GIVEN RECORDS start
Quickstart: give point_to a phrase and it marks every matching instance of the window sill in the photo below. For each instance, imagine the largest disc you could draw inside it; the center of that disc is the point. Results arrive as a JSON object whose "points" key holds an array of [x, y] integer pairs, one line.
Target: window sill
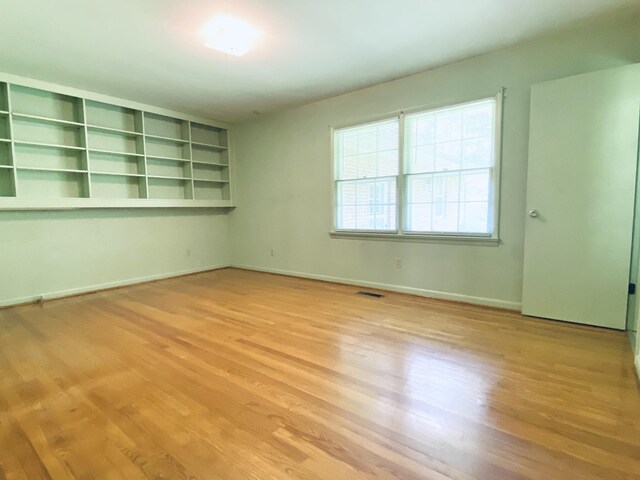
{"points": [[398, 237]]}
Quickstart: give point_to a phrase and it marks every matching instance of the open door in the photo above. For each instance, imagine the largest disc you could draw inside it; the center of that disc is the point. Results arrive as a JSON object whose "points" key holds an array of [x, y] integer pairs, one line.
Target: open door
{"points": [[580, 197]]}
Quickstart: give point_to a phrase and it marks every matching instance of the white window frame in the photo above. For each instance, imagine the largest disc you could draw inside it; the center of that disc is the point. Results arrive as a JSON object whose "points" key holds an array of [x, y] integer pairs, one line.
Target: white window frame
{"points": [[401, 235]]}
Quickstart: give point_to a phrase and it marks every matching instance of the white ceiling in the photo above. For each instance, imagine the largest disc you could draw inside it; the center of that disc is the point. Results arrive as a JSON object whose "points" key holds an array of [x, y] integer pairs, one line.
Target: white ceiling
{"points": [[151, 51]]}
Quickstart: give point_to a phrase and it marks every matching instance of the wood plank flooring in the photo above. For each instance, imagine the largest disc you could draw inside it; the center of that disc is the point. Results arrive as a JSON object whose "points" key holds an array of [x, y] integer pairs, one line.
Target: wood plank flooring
GIVEN RECORDS end
* _TASK BRIEF_:
Reproduce every one of the records above exactly, leaving out the pictures.

* _SOLUTION TO THIS TASK_:
Quickstart: give point_to a phrase and it marks every matching instance of the window sill in the photo below. For each instance, imagine the largest disc you could draw inside it; the center of that disc is the point. Results arrive as a JSON object whose "points" key holds an array of [x, y] integer pairs, one line.
Target: window sill
{"points": [[398, 237]]}
Quickstart: give point_to a phrase and it marks every matching instance of the open door in the photo above. For each instance, imagine the largest disc you could draw inside it; the center of that disc is the point. Results arrive as a JSON object whose "points" key holds an array of [x, y] integer pairs, one line.
Target: open door
{"points": [[580, 197]]}
Quickstart: give point_to a phrase and it marks every matching instance of the white window frame in the photo above. For each instance, imagine the largest disc you could draw inside it; the center of that disc is the point. Results arrive as a JSON object whose "points" key holds an array of [x, y] integer pairs, one line.
Target: white window frame
{"points": [[401, 235]]}
Quickstart: give point_to a phrase and it marks every matching instance of the white ceiling in the photo above. For each instance, imagine the largest disc you could draw inside it; the center of that disc is the point. Results arrive as a JSON object whose "points" key holds an array of [x, y] integer pairs, one line.
Target: white ceiling
{"points": [[151, 51]]}
Quickstart: give point_to a phrase and it marks every matching instance of the wood plank flooring in the photo above. For each instance, imagine the largest disc you could draw inside it; the center of that disc is the point. Results arrive as a JSON object whose "points" key holds an array of [x, y] integer pairs, one line.
Target: wood plank flooring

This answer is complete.